READING TEXT –
——————————

Nathan, cool it, man. Nobody in his right mind would say such a thing in earnest. Especially James.

. . . and if he did, I'd personally get on a bus to Texas and kick his a$$! :lol:


----------



## flippinout

Now that I understand the context, the intent of the comment is clear.

My blanket apologies to everyone, most especially James.


----------



## jskeen

Wow! I just happened back across this thread, and REALLY need to clarify that.

I was indeed quoting an unnamed poster in a different thread with that "same pattern in different materials" comment. I had considered it absurd when I saw it and considered this example a perfect place to refute the idea.

Nathan, You know I have the highest respect for your designs and craftsmanship.

Sorry for any ruffled feathers folks.

James


----------



## BC-Slinger

jskeen said:


> Wow! I just happened back across this thread, and REALLY need to clarify that.
> 
> I was indeed quoting an unnamed poster in a different thread with that "same pattern in different materials" comment. I had considered it absurd when I saw it and considered this example a perfect place to refute the idea.
> 
> Nathan, You know I have the highest respect for your designs and craftsmanship.
> 
> Sorry for any ruffled feathers folks.
> 
> James


Great looking slingers Nathen a refreshing set of designs this time. :thumbsup:

Who would dare say such a thing or possibly have there own opinion in this world darn that person. :iagree:


----------



## Pawpawsailor

Gorgeous!


----------

——————————

DATASET EXCERPTS –
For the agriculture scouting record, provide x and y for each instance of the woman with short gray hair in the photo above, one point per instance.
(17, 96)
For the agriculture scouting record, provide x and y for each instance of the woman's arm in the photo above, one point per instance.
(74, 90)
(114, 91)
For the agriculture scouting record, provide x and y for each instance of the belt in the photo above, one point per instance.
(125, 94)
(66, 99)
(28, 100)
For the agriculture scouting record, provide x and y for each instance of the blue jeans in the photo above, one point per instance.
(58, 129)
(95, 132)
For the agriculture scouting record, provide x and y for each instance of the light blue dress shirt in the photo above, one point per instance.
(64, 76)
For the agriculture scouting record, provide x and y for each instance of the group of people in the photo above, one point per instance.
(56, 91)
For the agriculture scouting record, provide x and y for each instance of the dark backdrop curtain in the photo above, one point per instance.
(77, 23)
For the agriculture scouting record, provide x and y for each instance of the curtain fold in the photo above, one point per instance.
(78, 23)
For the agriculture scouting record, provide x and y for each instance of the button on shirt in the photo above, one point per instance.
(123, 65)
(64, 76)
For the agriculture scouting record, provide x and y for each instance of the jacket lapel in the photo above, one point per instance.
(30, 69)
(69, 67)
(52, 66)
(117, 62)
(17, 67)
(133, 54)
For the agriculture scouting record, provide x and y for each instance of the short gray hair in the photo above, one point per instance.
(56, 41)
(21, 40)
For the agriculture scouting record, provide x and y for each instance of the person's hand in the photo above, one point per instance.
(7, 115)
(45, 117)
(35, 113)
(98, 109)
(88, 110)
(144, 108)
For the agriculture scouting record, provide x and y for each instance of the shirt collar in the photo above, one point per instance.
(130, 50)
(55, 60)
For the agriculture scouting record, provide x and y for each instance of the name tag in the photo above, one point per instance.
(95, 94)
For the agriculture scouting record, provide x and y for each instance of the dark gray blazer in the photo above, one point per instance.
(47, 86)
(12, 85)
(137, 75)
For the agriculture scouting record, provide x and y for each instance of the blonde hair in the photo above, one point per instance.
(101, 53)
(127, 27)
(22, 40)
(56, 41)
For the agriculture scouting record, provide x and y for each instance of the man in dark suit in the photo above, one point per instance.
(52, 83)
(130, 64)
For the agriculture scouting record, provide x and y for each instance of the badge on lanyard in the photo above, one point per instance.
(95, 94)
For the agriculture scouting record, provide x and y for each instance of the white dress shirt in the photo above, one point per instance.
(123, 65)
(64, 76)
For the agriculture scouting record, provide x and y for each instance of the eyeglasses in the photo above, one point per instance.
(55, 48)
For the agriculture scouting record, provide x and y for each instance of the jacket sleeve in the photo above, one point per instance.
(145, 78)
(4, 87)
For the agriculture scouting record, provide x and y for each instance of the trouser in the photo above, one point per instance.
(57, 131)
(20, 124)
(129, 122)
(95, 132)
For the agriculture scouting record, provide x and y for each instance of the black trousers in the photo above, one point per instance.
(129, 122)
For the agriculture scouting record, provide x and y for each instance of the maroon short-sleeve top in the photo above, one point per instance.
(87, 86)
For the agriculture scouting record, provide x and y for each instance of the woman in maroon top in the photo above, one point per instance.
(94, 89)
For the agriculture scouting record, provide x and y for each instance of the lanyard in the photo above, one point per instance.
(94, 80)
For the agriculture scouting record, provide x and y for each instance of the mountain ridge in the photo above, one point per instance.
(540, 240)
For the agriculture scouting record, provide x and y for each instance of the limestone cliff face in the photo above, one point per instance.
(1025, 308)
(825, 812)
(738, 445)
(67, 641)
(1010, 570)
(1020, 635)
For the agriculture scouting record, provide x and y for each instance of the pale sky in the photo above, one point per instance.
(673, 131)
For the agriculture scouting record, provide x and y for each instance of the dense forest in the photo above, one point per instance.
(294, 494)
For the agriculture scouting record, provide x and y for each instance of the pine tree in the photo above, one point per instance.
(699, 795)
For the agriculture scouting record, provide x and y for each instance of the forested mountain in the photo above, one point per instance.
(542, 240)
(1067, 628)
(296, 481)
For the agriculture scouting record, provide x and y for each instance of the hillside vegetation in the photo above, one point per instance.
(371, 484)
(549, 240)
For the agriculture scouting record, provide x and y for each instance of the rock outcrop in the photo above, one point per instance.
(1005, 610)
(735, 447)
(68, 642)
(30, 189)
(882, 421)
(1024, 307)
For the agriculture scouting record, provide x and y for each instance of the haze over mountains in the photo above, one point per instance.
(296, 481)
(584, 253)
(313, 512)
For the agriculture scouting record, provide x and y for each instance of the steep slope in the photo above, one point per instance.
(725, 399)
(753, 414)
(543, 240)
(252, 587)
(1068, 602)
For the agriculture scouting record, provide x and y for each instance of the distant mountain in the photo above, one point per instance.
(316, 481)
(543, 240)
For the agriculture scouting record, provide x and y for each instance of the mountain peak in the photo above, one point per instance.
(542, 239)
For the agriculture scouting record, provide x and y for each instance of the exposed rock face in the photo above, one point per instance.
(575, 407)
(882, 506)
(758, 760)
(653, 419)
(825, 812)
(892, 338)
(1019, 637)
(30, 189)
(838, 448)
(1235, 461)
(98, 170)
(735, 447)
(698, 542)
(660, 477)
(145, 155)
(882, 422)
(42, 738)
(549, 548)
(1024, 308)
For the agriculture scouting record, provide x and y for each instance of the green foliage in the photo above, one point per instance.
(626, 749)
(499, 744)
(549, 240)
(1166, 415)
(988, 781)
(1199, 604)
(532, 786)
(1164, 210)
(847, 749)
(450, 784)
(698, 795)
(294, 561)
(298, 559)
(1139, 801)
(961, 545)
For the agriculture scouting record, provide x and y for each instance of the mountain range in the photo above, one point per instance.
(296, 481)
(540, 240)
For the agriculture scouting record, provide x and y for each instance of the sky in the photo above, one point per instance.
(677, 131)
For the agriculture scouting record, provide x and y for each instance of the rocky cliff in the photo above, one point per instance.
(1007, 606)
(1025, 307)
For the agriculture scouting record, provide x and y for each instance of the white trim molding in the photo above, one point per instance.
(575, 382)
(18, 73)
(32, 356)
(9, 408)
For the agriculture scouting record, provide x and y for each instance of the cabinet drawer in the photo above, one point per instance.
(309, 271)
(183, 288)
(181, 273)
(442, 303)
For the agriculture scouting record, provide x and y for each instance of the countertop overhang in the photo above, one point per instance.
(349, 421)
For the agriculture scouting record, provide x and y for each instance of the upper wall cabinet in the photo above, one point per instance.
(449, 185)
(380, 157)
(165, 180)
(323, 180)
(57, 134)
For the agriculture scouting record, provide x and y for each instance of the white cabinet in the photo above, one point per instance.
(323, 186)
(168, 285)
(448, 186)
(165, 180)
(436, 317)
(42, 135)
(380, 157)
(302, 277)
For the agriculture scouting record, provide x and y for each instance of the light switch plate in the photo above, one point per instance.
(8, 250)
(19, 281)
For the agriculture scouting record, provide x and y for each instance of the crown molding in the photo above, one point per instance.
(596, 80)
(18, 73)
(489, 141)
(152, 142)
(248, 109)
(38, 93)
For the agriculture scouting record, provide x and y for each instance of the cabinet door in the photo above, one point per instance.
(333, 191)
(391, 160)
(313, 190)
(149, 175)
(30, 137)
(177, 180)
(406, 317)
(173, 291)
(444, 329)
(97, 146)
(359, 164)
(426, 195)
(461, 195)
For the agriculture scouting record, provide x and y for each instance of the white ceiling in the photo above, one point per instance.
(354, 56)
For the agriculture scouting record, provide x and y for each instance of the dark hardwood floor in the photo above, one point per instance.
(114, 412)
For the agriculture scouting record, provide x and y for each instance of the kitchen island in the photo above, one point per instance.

——————————

TASKS TO COMPLETE –
1. In the forum thread, rewrite the paragraph beginning "I was indeed quoting an unnamed poster" more briefly, keeping its main facts.
2. Repeat a passage of the forum thread word for word: begin at the words "Nathan, cool it, man." and stop after the words "most especially James.".
The material has no part in this work.

SET OF ANSWERS –
1. The "same pattern in different materials" comment was a quote from an unnamed poster in another thread. The writer found it absurd and saw this example as a good place to refute it.

2.
Nathan, cool it, man. Nobody in his right mind would say such a thing in earnest. Especially James.

. . . and if he did, I'd personally get on a bus to Texas and kick his a$$! :lol:


----------



## flippinout

Now that I understand the context, the intent of the comment is clear.

My blanket apologies to everyone, most especially James.